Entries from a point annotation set
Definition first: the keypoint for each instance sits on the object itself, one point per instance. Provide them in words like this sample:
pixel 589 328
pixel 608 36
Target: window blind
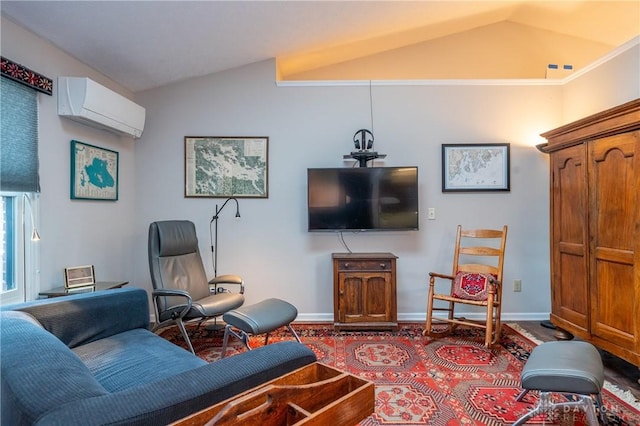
pixel 18 137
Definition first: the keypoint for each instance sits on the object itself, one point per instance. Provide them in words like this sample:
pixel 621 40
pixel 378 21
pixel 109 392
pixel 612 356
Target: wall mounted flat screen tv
pixel 363 199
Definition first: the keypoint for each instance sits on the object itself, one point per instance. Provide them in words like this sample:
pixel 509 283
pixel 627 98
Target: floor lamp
pixel 214 220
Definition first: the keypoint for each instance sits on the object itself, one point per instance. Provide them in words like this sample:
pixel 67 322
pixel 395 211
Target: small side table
pixel 98 286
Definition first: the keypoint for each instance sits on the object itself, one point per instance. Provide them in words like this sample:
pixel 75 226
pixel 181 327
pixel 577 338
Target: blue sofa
pixel 90 359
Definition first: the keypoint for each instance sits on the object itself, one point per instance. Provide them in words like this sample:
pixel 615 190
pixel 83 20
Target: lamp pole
pixel 216 216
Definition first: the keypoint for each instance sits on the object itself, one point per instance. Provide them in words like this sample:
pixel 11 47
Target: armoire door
pixel 570 245
pixel 614 193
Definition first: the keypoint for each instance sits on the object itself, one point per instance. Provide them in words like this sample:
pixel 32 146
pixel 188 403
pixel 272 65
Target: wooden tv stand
pixel 364 291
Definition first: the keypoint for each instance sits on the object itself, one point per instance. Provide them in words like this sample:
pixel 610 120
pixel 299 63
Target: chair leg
pixel 293 332
pixel 546 404
pixel 427 326
pixel 600 408
pixel 183 330
pixel 240 335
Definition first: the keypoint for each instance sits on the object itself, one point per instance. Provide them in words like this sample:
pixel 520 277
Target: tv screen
pixel 363 199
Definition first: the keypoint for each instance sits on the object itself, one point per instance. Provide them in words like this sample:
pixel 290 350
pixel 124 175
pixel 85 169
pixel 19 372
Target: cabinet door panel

▶ [What you are asked to do]: Copy the items above word for word, leaving out the pictures.

▶ [The response]:
Definition first: the keypoint for each instance sits on the object itself, one point per instance. Provide them in words like this sample:
pixel 589 328
pixel 608 36
Target: window blind
pixel 18 137
Definition first: the keypoint for each instance sits on the object itself, one point per instance. Provide them in words like this sample:
pixel 621 40
pixel 378 21
pixel 109 392
pixel 612 356
Target: wall mounted flat screen tv
pixel 363 199
Definition first: the keypoint for each instance sits on the object itself, one point per instance. Provide them in words like this sample:
pixel 509 283
pixel 627 98
Target: floor lamp
pixel 214 220
Definition first: the keypoint for each instance sits on the object itself, one point per instance. Provide them in words like this sample:
pixel 67 322
pixel 395 211
Target: small side table
pixel 98 286
Definition first: the keypoint for each instance sits on the object itself, one point per instance. Provide them in words like this sample:
pixel 75 226
pixel 181 327
pixel 577 338
Target: blue sofa
pixel 90 359
Definition first: the keypoint for each instance sits on the object itself, one point per instance. Provide them in words like this sample:
pixel 615 190
pixel 83 20
Target: lamp pole
pixel 216 216
Definition first: the keypoint for each instance sits on the object itself, one point per instance. Provide them in words like this sample:
pixel 11 47
Target: armoire door
pixel 570 245
pixel 614 193
Definition first: the keypoint for each instance sits on the object itself, one point per instance. Provide them in words like this sample:
pixel 32 146
pixel 188 403
pixel 272 65
Target: wooden tv stand
pixel 364 291
Definition first: the keypoint for each instance sits on the object itself, one point per instance. Provide them in words like this sample:
pixel 610 120
pixel 299 63
Target: chair leg
pixel 293 332
pixel 546 404
pixel 427 326
pixel 600 408
pixel 183 330
pixel 240 335
Definition first: the keypoint for each instance sits on the object itself, one point per instance. Provide them in words like this sample:
pixel 520 277
Target: tv screen
pixel 363 199
Definition first: the keypoint for each instance sits on the object itself, one point per instance. Provide them in words like this sample:
pixel 290 350
pixel 124 175
pixel 85 169
pixel 19 372
Target: cabinet door panel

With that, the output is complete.